▸ **Task prompt**
An exact copy of the listing below is required.

*** Opening of Excerpted records ***

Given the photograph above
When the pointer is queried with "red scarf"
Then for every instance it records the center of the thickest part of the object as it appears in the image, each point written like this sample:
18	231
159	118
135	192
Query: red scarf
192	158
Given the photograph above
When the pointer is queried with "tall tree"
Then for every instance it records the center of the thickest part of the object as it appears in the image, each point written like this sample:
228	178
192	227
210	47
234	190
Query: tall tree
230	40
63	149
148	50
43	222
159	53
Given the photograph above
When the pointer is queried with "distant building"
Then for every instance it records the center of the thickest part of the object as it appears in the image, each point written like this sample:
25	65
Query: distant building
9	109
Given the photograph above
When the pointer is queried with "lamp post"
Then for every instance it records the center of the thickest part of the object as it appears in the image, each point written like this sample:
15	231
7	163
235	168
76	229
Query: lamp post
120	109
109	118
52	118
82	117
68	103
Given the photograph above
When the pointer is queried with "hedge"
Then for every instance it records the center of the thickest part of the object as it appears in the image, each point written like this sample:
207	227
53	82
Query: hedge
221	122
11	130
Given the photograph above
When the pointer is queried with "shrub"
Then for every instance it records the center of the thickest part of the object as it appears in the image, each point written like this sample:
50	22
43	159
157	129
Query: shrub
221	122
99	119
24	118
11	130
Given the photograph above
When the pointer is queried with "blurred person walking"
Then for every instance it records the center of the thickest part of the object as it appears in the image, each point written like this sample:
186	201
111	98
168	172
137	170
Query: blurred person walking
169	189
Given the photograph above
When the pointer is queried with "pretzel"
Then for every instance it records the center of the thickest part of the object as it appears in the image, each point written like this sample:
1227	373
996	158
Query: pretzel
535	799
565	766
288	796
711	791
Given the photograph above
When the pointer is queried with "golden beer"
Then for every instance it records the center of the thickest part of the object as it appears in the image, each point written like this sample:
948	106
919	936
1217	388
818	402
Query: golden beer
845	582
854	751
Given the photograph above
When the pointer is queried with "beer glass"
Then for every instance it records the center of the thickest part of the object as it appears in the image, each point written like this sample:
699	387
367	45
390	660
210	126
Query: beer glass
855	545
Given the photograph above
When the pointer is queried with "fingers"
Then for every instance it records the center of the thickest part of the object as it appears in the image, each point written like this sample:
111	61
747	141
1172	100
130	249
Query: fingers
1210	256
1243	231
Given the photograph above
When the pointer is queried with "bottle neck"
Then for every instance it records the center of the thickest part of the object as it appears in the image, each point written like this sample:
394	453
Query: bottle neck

*** Close of Excerpted records ***

▸ **Reply to the exercise**
Given the photograph above
When the pointer is queried with "red scarf"
Then for every instance it records the center of the thickest part of the object as it appears in the image, each point written like this sample:
18	231
159	118
135	192
Query: red scarf
192	158
Given the photograph above
When the pointer is queried with "tall tree"
Then for every instance it records the center of the thickest part of the object as it appears in the image, each point written like this sample:
228	178
192	227
210	47
234	190
Query: tall tree
230	40
63	149
148	50
43	222
159	53
Given the photograph above
When the pointer is queried with "distant building"
Then for every instance it records the center of the thickest part of the object as it appears in the image, each point written like this sample:
25	65
Query: distant building
9	109
Given the photograph above
When the pointer is queried with "lamp post"
Then for every instance it records the center of the thickest part of the object as it appears in the image, each point written like this sample:
15	231
7	163
235	168
76	229
Query: lamp post
120	109
109	118
52	118
82	117
68	103
Given the photograph above
When the pointer is queried with "hedge"
Then for every instance it records the center of the thickest part of the object as it appears in the image, each point written like this sample:
207	227
53	82
Query: hedge
221	122
11	130
Given the photograph above
When the pointer is queried with "shrub"
Then for every instance it records the center of the thickest part of the object as it appears in the image, each point written like this sample:
50	22
43	159
157	129
Query: shrub
221	122
99	119
24	118
11	130
Given the photograph above
When the pointer is queried with "blurred person walking"
Then for every instance it records the center of the thickest part of the object as it appears in the image, each point written like this sample:
186	201
111	98
168	172
137	170
Query: blurred person walking
169	189
Given the photograph above
When the pointer is queried with "pretzel"
Then for every instance it records the center of the thickest part of the object as it appears in the image, each point written like this sample:
1227	373
996	158
Query: pretzel
535	799
565	766
288	796
711	791
Given the photograph above
When the pointer is queried with "golden beer"
Then for every instance it records the center of the thickest part of the object as it appears in the image, each point written like this sample:
948	106
919	936
1217	388
818	402
Query: golden beer
845	582
854	751
Given the photograph above
When the pointer is queried with "beer glass"
Then for every instance it records the center of the thickest part of the object as it appears in the image, each point written like this sample:
699	387
367	45
390	660
210	126
Query: beer glass
855	545
Given the photograph above
When the pointer is queried with "fingers"
Then for every instance it records the center of the thickest part of the object as it appears in the image, each point written like this sample:
111	61
747	141
1172	100
130	249
Query: fingers
1210	256
1243	231
Given the photograph above
When the pointer is queried with "bottle neck"
Then for every instance it records the center of the thickest part of the object as it appears in the image, each point written like this sample:
394	453
Query: bottle neck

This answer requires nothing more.